__Prompt__: Set out every line of the items below as a Markdown table with two columns, Row for the line's number and Line for its text. Leave out any blank lines.

-------- The data --------

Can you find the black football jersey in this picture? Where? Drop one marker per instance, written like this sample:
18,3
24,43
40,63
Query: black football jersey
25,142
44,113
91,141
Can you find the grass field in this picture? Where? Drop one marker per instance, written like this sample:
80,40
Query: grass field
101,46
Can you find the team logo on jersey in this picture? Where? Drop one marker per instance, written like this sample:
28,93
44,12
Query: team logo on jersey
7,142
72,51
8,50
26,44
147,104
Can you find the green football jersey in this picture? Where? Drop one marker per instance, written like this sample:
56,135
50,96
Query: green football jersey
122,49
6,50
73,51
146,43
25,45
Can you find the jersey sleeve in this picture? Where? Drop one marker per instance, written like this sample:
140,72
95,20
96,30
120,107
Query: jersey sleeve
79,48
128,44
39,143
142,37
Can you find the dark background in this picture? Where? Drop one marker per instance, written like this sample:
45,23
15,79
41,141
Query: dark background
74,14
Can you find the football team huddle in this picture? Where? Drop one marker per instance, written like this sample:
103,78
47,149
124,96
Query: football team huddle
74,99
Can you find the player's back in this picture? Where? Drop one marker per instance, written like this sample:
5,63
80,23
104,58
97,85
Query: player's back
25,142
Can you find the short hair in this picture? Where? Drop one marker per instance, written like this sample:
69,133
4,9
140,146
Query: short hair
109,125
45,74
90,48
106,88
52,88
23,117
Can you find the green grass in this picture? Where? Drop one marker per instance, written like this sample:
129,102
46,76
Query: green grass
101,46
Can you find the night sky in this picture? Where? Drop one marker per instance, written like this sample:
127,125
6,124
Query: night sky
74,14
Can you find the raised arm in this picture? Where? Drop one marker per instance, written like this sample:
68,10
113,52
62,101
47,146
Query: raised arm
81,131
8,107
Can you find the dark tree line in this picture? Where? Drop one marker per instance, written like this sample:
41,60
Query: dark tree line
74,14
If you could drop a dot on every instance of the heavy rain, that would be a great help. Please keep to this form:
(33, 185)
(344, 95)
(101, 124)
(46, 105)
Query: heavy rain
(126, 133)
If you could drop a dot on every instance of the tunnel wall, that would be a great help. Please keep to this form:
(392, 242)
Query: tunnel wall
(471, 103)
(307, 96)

--------

__Output for this exercise__:
| Row | Line |
|---|---|
| 1 | Can you find the black football jersey in this picture? Where? Drop one marker per instance, written like this sample: |
| 2 | 18,3 |
| 3 | 24,43 |
| 4 | 40,63 |
| 5 | Query: black football jersey |
| 6 | 25,142 |
| 7 | 44,113 |
| 8 | 91,141 |
| 9 | Can you find the grass field in this picture? Where? Drop one marker per instance, written like this sample: |
| 10 | 80,40 |
| 11 | Query: grass field |
| 12 | 101,46 |
| 13 | Can you find the team logo on jersey in this picture? Where? Drop one marker per instance, written like this sample: |
| 14 | 28,93 |
| 15 | 44,12 |
| 16 | Query: team logo on jersey |
| 17 | 7,142 |
| 18 | 72,51 |
| 19 | 8,50 |
| 20 | 26,44 |
| 21 | 147,104 |
| 22 | Can you find the green football jersey in this picture? Where? Drop one marker per instance, written like this sample: |
| 23 | 56,135 |
| 24 | 50,96 |
| 25 | Query: green football jersey |
| 26 | 122,49 |
| 27 | 6,50 |
| 28 | 73,51 |
| 29 | 146,43 |
| 30 | 25,45 |
| 31 | Can you find the jersey sleeve in this picture? Where? Drop one marker per instance, written like this sample: |
| 32 | 140,72 |
| 33 | 95,20 |
| 34 | 96,30 |
| 35 | 120,107 |
| 36 | Query: jersey sleeve |
| 37 | 79,48 |
| 38 | 128,44 |
| 39 | 39,143 |
| 40 | 142,37 |
| 41 | Can you find the dark background in this picture? Where? Drop one marker per instance, written like this sample: |
| 42 | 45,23 |
| 43 | 15,79 |
| 44 | 41,141 |
| 45 | Query: dark background |
| 46 | 74,14 |
| 47 | Can you find the football team huddle in this picture? Where? Drop one marker per instance, written like this sample: |
| 48 | 103,78 |
| 49 | 47,149 |
| 50 | 124,96 |
| 51 | Query: football team huddle |
| 52 | 74,99 |
| 53 | Can you find the player's back in this picture? Where? Drop one marker per instance, written like this sample: |
| 54 | 5,63 |
| 55 | 80,23 |
| 56 | 104,58 |
| 57 | 97,85 |
| 58 | Query: player's back |
| 59 | 25,142 |
| 60 | Can you find the short hair in this picture? Where? Drop one marker per instance, written like this sample: |
| 61 | 69,133 |
| 62 | 4,9 |
| 63 | 140,146 |
| 64 | Query: short hair |
| 65 | 109,125 |
| 66 | 45,74 |
| 67 | 90,48 |
| 68 | 106,88 |
| 69 | 52,88 |
| 70 | 23,117 |
| 71 | Can you find the green grass in this picture? Where? Drop one marker per instance, written like this sample: |
| 72 | 129,102 |
| 73 | 46,76 |
| 74 | Query: green grass |
| 75 | 101,46 |
| 76 | Can you find the night sky in this picture? Where? Drop one marker per instance, written like this sample: |
| 77 | 127,125 |
| 78 | 6,124 |
| 79 | Query: night sky |
| 80 | 74,14 |
| 81 | Can you find the raised arm in this picture? Where? Drop one marker per instance, written like this sample: |
| 82 | 68,10 |
| 83 | 113,52 |
| 84 | 62,101 |
| 85 | 47,146 |
| 86 | Query: raised arm |
| 87 | 81,131 |
| 88 | 8,107 |
| 89 | Can you find the dark tree line in this picture? Where? Drop one marker per instance, written like this sample: |
| 90 | 41,60 |
| 91 | Query: dark tree line |
| 92 | 74,14 |
| 93 | If you could drop a dot on every instance of the heavy rain, that would be a great help. Please keep to this form: |
| 94 | (33, 185) |
| 95 | (344, 95) |
| 96 | (101, 124) |
| 97 | (46, 105) |
| 98 | Query: heavy rain |
| 99 | (126, 133) |
| 100 | If you could drop a dot on every instance of the tunnel wall, that would be a great help. Please keep to this form: |
| 101 | (392, 242) |
| 102 | Query: tunnel wall |
| 103 | (471, 103) |
| 104 | (307, 96) |